**The task**
Where in the entries below does "background" appear? Copy every line that has it.

Records excerpted from a collection
────────────────────
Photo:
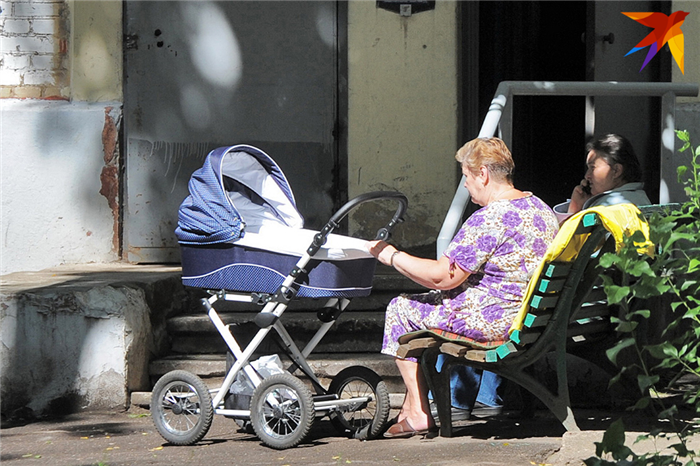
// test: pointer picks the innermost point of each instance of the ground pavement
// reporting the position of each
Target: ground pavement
(129, 438)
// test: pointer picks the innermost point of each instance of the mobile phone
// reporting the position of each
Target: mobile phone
(586, 188)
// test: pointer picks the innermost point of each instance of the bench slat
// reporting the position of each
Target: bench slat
(415, 347)
(544, 301)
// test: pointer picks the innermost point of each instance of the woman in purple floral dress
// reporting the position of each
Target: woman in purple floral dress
(479, 282)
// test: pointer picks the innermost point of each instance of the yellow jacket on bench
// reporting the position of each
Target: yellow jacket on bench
(620, 220)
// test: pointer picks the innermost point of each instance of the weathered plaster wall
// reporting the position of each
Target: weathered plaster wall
(53, 211)
(59, 160)
(82, 337)
(96, 50)
(402, 133)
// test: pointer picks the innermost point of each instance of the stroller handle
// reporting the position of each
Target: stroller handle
(383, 233)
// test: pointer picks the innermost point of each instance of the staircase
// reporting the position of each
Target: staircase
(354, 339)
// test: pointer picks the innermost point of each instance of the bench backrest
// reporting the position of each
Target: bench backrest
(568, 296)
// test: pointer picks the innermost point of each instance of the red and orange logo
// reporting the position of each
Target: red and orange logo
(666, 29)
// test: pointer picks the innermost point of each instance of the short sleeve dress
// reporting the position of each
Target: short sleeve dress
(500, 245)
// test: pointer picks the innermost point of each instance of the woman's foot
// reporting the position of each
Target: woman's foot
(403, 429)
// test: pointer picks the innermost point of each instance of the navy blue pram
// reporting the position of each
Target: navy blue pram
(242, 239)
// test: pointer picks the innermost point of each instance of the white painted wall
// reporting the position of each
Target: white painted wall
(402, 133)
(51, 210)
(51, 151)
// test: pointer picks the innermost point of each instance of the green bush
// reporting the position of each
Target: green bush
(671, 277)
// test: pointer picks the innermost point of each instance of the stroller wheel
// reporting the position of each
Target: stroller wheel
(181, 408)
(282, 411)
(369, 420)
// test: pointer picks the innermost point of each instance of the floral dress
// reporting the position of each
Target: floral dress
(500, 245)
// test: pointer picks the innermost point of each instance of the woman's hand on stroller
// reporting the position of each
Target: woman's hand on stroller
(383, 251)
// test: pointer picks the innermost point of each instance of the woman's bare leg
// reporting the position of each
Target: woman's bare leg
(416, 406)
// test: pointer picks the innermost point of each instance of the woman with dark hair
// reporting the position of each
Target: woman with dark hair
(613, 176)
(478, 283)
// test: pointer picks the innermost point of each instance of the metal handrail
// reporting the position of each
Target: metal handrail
(500, 114)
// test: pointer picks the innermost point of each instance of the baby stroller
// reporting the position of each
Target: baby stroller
(242, 240)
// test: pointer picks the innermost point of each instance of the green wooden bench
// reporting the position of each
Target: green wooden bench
(567, 310)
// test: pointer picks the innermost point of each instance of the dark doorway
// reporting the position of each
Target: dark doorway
(539, 40)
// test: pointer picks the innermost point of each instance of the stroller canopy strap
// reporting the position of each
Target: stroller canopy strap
(235, 174)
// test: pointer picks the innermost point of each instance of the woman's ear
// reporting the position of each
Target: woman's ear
(484, 174)
(618, 171)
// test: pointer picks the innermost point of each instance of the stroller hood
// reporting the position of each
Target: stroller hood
(238, 187)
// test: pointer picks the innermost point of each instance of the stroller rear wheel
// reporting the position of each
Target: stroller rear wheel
(282, 411)
(181, 408)
(369, 420)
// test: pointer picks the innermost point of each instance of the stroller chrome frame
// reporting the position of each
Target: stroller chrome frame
(282, 408)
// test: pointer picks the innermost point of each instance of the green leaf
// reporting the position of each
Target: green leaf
(642, 403)
(646, 381)
(693, 265)
(613, 352)
(616, 293)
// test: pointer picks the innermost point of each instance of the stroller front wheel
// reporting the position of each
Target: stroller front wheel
(282, 411)
(368, 421)
(181, 408)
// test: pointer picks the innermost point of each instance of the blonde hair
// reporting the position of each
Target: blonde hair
(489, 152)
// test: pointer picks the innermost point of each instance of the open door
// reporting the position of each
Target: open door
(210, 73)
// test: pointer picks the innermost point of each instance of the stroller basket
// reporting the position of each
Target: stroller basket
(242, 239)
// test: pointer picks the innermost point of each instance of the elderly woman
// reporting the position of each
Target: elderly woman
(479, 282)
(613, 176)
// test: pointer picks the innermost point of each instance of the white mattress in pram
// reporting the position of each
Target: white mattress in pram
(271, 239)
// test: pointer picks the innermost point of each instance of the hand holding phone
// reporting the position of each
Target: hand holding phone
(586, 187)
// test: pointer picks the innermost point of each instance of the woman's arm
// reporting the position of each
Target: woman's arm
(433, 274)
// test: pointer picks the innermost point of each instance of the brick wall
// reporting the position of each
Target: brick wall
(33, 49)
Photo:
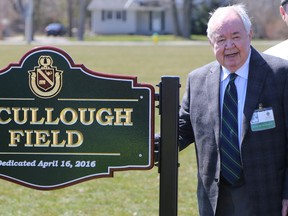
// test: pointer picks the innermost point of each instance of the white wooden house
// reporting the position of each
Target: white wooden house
(143, 17)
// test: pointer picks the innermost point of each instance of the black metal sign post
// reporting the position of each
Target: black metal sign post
(168, 163)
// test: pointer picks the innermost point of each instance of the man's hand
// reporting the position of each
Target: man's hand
(284, 207)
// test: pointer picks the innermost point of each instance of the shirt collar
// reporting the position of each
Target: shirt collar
(241, 72)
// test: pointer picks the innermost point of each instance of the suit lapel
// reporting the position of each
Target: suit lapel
(213, 92)
(256, 80)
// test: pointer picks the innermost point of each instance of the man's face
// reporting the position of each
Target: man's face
(230, 41)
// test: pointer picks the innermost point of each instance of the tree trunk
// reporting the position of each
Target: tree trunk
(177, 31)
(81, 24)
(187, 10)
(70, 18)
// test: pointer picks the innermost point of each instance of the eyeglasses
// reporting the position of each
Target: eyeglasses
(284, 2)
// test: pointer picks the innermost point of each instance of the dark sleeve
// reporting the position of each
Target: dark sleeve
(186, 135)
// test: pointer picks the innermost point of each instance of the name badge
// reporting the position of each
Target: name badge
(262, 119)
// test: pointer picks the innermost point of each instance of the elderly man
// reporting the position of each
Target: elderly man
(235, 111)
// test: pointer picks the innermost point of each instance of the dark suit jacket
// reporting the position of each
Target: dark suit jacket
(264, 153)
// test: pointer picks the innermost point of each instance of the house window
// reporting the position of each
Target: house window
(118, 14)
(109, 15)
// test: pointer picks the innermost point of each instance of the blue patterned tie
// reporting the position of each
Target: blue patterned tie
(231, 166)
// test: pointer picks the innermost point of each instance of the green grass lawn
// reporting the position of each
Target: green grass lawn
(129, 193)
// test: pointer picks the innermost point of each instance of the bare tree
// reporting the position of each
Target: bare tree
(81, 23)
(187, 10)
(177, 31)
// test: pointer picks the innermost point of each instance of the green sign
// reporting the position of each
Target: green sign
(61, 123)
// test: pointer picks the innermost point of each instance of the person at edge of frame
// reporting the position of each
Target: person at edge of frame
(261, 188)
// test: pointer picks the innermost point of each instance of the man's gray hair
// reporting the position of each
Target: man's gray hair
(240, 10)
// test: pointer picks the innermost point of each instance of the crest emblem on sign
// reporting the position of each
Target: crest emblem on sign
(45, 80)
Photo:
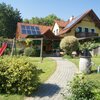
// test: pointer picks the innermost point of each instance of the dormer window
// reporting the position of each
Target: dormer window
(79, 29)
(86, 30)
(92, 30)
(56, 31)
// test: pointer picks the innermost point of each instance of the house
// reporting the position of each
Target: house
(84, 26)
(37, 32)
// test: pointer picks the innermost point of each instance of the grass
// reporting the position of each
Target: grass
(48, 67)
(94, 76)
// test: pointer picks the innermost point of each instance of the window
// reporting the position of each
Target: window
(86, 30)
(92, 30)
(79, 29)
(56, 31)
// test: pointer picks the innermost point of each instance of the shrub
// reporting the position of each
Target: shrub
(18, 75)
(19, 51)
(81, 89)
(29, 51)
(69, 44)
(88, 45)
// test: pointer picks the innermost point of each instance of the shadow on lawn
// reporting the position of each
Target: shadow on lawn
(93, 71)
(47, 90)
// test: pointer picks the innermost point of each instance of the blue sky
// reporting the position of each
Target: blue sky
(62, 8)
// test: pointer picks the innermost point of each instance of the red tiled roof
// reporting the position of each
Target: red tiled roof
(46, 31)
(61, 23)
(78, 20)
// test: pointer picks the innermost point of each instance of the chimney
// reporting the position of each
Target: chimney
(71, 18)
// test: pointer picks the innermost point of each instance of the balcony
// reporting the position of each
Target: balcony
(86, 34)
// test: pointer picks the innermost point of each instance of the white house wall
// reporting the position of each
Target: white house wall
(55, 28)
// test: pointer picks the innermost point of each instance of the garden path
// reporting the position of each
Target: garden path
(53, 88)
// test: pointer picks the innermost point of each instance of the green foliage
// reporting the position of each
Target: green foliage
(8, 20)
(81, 89)
(29, 51)
(48, 20)
(69, 44)
(18, 75)
(89, 45)
(19, 51)
(28, 42)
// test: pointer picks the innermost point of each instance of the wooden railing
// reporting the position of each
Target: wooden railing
(85, 34)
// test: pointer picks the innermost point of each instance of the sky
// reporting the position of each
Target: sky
(64, 9)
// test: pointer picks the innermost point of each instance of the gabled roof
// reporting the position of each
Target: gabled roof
(76, 20)
(45, 31)
(61, 23)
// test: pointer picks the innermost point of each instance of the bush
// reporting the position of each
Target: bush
(69, 44)
(19, 51)
(81, 89)
(18, 75)
(29, 51)
(88, 45)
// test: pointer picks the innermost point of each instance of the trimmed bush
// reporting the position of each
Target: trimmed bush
(69, 44)
(81, 89)
(18, 75)
(29, 51)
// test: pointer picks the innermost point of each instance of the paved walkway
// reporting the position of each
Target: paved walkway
(56, 84)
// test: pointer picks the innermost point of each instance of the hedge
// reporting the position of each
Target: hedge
(18, 75)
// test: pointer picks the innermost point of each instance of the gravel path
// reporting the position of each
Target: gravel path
(56, 84)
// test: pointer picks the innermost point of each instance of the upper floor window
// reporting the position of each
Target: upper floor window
(79, 29)
(86, 30)
(93, 30)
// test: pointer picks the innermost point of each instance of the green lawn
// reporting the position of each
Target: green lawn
(48, 67)
(94, 76)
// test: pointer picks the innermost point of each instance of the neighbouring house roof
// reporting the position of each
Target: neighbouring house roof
(76, 20)
(45, 31)
(61, 23)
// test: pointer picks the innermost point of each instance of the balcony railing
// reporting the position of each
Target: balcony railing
(85, 34)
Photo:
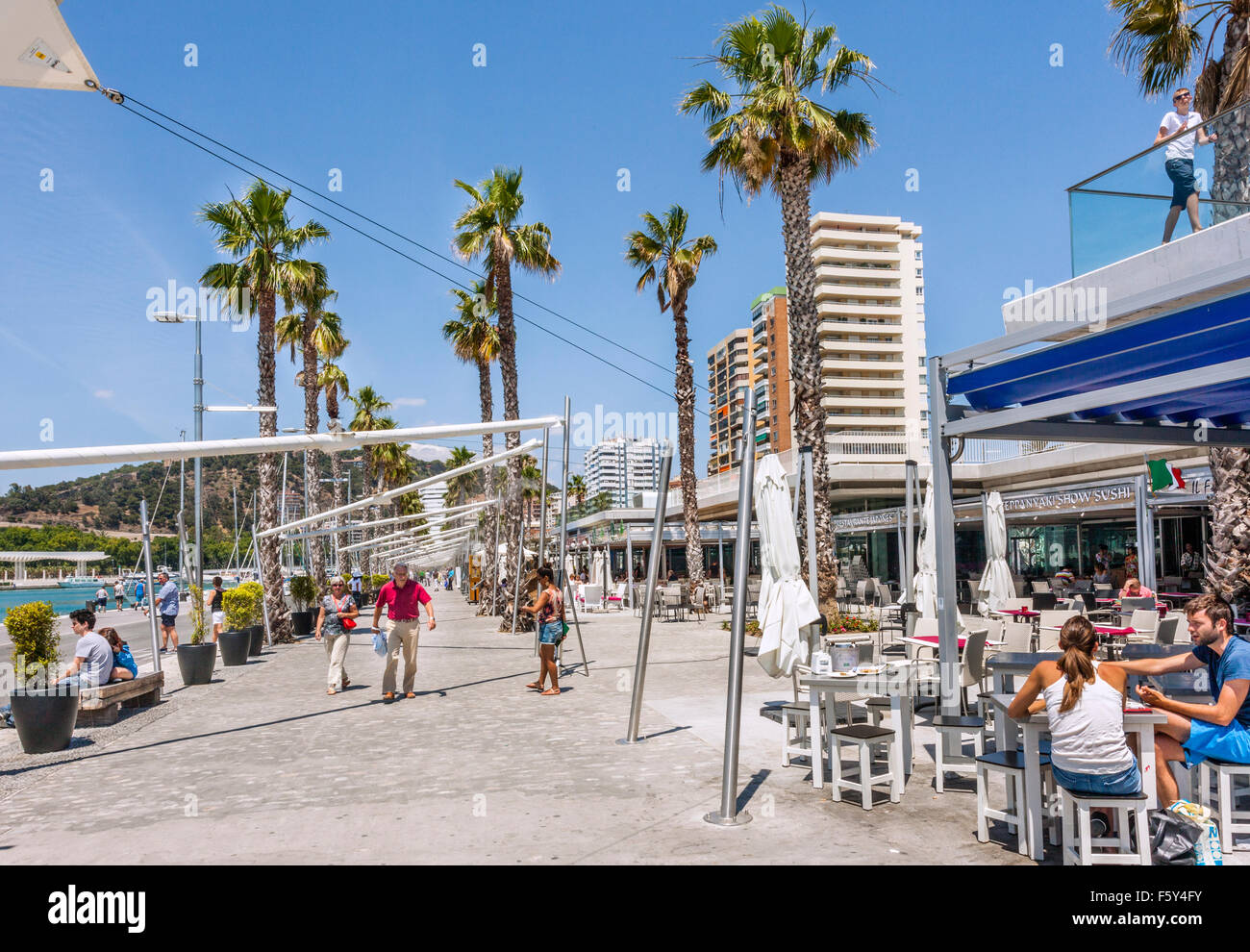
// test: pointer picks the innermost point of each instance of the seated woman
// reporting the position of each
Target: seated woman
(1084, 704)
(1134, 589)
(124, 667)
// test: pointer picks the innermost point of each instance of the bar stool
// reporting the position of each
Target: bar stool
(1079, 844)
(961, 727)
(1230, 818)
(1011, 764)
(865, 738)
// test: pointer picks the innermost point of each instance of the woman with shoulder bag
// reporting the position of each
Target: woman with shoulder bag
(549, 616)
(336, 618)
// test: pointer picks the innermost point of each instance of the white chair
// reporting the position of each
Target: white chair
(1230, 818)
(1079, 844)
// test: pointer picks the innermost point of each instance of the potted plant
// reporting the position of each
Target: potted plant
(253, 614)
(44, 714)
(236, 641)
(304, 595)
(196, 660)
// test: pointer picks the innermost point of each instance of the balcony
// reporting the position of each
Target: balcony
(1121, 212)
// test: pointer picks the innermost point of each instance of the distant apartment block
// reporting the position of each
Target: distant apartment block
(623, 466)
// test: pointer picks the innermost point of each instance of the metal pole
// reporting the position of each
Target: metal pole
(199, 471)
(653, 571)
(728, 814)
(811, 502)
(148, 568)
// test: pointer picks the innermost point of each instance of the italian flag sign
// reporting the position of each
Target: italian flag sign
(1163, 475)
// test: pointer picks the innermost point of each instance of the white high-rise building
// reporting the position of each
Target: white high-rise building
(870, 301)
(623, 466)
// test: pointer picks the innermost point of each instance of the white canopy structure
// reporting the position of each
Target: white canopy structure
(996, 586)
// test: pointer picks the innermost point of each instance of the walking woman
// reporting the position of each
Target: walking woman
(337, 608)
(549, 614)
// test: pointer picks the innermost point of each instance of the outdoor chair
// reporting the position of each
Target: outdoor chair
(1078, 842)
(1224, 805)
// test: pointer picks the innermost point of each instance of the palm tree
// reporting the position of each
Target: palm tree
(301, 330)
(257, 234)
(333, 380)
(475, 340)
(665, 256)
(773, 134)
(1161, 40)
(369, 416)
(488, 229)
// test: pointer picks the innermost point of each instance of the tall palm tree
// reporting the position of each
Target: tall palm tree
(257, 235)
(369, 416)
(475, 340)
(299, 330)
(333, 381)
(488, 229)
(671, 262)
(1159, 40)
(773, 134)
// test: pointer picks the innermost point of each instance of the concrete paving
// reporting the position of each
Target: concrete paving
(262, 766)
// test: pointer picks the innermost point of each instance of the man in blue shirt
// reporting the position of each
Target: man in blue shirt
(1195, 732)
(166, 604)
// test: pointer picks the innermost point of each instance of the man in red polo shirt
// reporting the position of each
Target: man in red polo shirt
(403, 597)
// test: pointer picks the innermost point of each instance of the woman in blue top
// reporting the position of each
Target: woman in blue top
(124, 666)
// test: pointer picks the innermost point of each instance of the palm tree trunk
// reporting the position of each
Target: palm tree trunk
(312, 422)
(686, 395)
(512, 402)
(269, 547)
(800, 274)
(488, 545)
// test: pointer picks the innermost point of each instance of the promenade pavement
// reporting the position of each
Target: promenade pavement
(262, 766)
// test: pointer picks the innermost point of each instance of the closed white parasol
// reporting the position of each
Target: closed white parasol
(786, 604)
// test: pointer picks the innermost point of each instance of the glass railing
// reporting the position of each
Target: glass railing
(1123, 212)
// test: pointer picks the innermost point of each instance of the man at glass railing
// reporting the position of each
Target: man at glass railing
(1180, 159)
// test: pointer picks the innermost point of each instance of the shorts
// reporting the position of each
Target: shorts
(1182, 172)
(1126, 781)
(1230, 742)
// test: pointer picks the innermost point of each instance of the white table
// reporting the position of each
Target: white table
(898, 685)
(1036, 725)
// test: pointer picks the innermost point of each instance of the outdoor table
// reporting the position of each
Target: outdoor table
(899, 686)
(1140, 721)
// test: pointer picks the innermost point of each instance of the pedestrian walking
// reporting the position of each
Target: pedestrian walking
(403, 597)
(548, 611)
(336, 608)
(166, 604)
(213, 604)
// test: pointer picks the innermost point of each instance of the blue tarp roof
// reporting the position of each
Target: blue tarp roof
(1191, 338)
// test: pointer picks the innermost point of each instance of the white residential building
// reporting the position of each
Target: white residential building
(623, 466)
(871, 309)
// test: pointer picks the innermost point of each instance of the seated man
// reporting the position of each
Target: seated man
(1195, 732)
(92, 656)
(1134, 589)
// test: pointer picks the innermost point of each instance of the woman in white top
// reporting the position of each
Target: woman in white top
(1084, 704)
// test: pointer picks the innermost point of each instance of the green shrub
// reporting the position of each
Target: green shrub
(37, 639)
(303, 591)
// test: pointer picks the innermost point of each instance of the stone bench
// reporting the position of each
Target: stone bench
(101, 706)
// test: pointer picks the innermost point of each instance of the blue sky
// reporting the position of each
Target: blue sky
(388, 94)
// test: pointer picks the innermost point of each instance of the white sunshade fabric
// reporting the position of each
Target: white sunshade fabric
(786, 602)
(38, 49)
(996, 586)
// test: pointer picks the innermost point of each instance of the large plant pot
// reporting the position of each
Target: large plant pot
(236, 646)
(45, 718)
(196, 663)
(303, 623)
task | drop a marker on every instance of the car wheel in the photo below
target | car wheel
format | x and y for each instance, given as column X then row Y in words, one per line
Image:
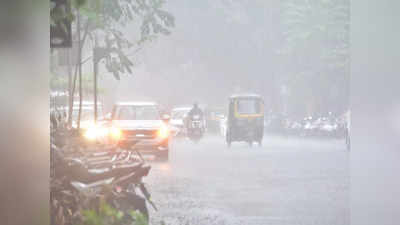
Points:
column 163, row 156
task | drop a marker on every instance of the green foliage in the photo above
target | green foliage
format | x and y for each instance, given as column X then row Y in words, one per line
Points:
column 106, row 18
column 107, row 215
column 316, row 47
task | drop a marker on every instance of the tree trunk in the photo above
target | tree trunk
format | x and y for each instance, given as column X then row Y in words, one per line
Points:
column 80, row 69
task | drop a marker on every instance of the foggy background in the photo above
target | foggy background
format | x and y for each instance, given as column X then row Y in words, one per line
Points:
column 294, row 53
column 374, row 80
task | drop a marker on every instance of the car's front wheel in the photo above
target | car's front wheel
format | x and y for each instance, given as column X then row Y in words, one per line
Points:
column 163, row 155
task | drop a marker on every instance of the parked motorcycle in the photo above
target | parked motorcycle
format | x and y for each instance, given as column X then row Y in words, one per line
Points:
column 82, row 183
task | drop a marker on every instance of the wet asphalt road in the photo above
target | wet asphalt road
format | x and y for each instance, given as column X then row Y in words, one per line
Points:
column 287, row 181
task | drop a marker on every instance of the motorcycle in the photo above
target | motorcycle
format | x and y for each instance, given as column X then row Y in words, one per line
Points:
column 195, row 129
column 82, row 184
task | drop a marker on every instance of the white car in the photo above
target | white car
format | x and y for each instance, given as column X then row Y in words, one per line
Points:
column 178, row 116
column 140, row 124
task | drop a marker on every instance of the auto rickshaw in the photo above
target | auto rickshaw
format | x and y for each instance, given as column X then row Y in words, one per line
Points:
column 245, row 119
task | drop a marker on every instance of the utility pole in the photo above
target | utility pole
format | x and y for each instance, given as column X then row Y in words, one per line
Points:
column 80, row 69
column 96, row 59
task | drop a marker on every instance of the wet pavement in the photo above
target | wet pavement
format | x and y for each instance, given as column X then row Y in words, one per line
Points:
column 287, row 181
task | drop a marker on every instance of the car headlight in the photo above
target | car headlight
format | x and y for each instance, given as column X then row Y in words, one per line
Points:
column 163, row 132
column 115, row 133
column 94, row 131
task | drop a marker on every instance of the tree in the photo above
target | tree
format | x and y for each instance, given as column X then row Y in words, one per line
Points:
column 102, row 24
column 316, row 47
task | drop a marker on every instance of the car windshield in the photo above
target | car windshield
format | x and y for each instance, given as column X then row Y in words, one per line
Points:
column 87, row 113
column 137, row 113
column 248, row 106
column 179, row 114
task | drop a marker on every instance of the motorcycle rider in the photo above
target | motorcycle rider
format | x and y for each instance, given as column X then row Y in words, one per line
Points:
column 194, row 111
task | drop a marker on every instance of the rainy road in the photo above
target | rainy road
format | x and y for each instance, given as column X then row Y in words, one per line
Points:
column 287, row 181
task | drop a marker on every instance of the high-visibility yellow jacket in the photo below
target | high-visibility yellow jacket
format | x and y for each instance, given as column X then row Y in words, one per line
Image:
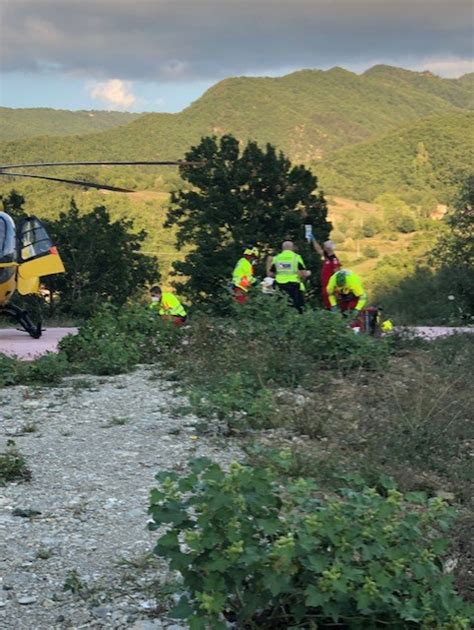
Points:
column 352, row 289
column 242, row 276
column 287, row 264
column 169, row 305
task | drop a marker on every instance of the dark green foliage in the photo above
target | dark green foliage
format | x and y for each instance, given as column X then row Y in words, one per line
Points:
column 440, row 288
column 456, row 247
column 370, row 252
column 238, row 198
column 8, row 370
column 372, row 226
column 389, row 163
column 13, row 465
column 235, row 364
column 115, row 339
column 102, row 260
column 13, row 204
column 48, row 369
column 268, row 555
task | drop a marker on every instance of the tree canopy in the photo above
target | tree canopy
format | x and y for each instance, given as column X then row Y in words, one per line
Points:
column 236, row 198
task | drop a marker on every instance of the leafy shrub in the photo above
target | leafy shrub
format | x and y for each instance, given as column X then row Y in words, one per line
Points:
column 232, row 364
column 261, row 554
column 372, row 226
column 116, row 339
column 8, row 370
column 48, row 369
column 370, row 252
column 431, row 297
column 13, row 465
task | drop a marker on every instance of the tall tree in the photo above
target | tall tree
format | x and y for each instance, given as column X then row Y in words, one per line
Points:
column 236, row 198
column 102, row 260
column 456, row 247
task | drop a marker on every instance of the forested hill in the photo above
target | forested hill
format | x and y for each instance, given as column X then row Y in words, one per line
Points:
────────────────────
**Solution to the exercise**
task | drop a marker on every instance of the foggy background in the photo above
target | foggy background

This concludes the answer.